### [Task instructions]
Copy all of the material below, line for line.

### [Record excerpts]
»»

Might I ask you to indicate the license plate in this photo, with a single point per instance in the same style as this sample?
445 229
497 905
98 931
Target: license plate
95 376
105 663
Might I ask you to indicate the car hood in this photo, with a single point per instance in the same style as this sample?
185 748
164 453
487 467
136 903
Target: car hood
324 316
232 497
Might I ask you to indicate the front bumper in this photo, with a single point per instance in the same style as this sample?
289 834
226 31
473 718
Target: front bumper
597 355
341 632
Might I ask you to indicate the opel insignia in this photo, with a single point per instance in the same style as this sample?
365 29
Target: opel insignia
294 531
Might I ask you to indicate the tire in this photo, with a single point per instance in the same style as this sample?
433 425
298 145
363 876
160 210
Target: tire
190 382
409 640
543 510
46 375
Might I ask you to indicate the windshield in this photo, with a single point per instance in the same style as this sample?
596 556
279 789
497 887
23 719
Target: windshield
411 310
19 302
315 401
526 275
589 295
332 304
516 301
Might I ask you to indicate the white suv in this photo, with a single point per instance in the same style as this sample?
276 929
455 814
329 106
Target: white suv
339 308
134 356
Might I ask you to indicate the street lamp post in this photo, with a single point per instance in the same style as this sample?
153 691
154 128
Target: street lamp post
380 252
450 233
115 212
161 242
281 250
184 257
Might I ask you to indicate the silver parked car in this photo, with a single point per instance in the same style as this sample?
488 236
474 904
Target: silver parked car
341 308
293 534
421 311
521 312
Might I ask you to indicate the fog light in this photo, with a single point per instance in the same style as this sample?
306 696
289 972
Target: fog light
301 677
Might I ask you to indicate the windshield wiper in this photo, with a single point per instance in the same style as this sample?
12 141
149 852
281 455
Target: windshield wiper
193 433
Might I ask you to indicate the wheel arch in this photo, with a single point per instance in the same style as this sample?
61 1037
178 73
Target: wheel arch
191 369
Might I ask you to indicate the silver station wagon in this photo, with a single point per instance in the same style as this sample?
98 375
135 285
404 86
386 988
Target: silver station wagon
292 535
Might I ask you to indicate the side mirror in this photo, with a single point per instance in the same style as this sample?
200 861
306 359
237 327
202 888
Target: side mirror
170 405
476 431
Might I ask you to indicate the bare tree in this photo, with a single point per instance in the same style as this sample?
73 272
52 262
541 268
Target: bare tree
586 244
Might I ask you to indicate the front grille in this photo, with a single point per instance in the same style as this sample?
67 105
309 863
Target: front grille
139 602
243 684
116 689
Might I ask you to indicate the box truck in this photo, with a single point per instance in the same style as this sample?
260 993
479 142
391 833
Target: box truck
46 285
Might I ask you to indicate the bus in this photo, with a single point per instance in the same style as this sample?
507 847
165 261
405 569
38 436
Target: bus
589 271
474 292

««

### [Output of the task]
Might I ask you to indicate the license plate in this photo, with a single point per instance in the same style as this sample?
445 229
497 905
98 931
Target: license plate
95 376
105 663
Might I ask you to indicate the car hood in this photo, with a single point per instance in the same style as this sample?
185 748
164 453
487 467
136 903
Target: car hood
324 316
232 497
Might I ask you to indicate the front bumper in this photo, with a single point per instance in the same style as this sample?
289 834
226 31
473 718
Target: front bumper
597 355
341 632
Might I ask you to indicate the opel insignia in this photo, with a single point per instance in the same style as this sample?
365 29
Target: opel insignia
294 531
Might I ask you to indicate the tire in this photo, with a single point per instance in the same style as this sample?
433 425
298 145
363 876
160 210
Target: tire
190 382
409 640
543 510
46 375
Might I ask you to indicate the windshield in this photo, with a single point per instance in the same style as this sample?
596 556
279 789
497 887
23 719
Target: windshield
411 310
19 302
315 401
526 275
589 295
332 304
516 301
Might I ask you to indicate the white suv in this photo, with a single point per instance in the same style as this sample?
276 929
455 814
329 106
Target: white suv
339 308
134 356
Might I ask you to indicate the street lamp post in this photo, with a single point per instance in the same style as this sample?
153 691
154 128
Target: street lamp post
380 252
450 233
115 212
161 242
281 250
184 257
Might I ask you to indicate the silver parked car in this photo, with a single point per instance in the same style as this sample?
488 236
474 904
Target: silver parked car
341 308
293 534
421 311
521 312
Might I ask you to indicate the fog light in this photo, with a single point per instance in the same style as this sample?
306 696
289 972
Target: fog light
301 677
Might I ask you to indicate the windshield wiper in this photo, with a single point per instance in the same style as this sample?
12 141
149 852
281 455
Target: windshield wiper
193 433
Might I ask you to indicate the wheel arch in this photo, with a single point per instance in the same style as this sample?
61 1037
178 73
Target: wheel arch
191 369
Might I ask you to indicate the silver station wagon in this photo, with a single point per instance in the same style as this sample?
98 375
135 285
404 86
386 988
Target: silver station wagon
292 535
Might I ask you to indicate the side mirror in this photo, with a single point per instance in the same style as this sample?
200 861
306 359
237 327
202 888
Target: side mirror
170 405
476 431
Might I ask you to indicate the bare tree in this photo, with a single point per instance in the same style as this sample?
73 272
52 262
541 268
Target: bare tree
586 244
Might I ask you to indicate the front grille in this photo, with a single point per instance in the same style as this sample?
67 105
309 863
Target: front grille
139 602
243 684
116 689
Might I ask you to indicate the box truck in this photo, with a single point per instance in the same style as this sample?
260 993
479 142
391 833
Target: box truck
46 285
Might I ask you to indicate the bus in this photo, with a single point per instance in the same style as this sample?
507 847
165 261
405 569
38 436
Target: bus
589 271
474 292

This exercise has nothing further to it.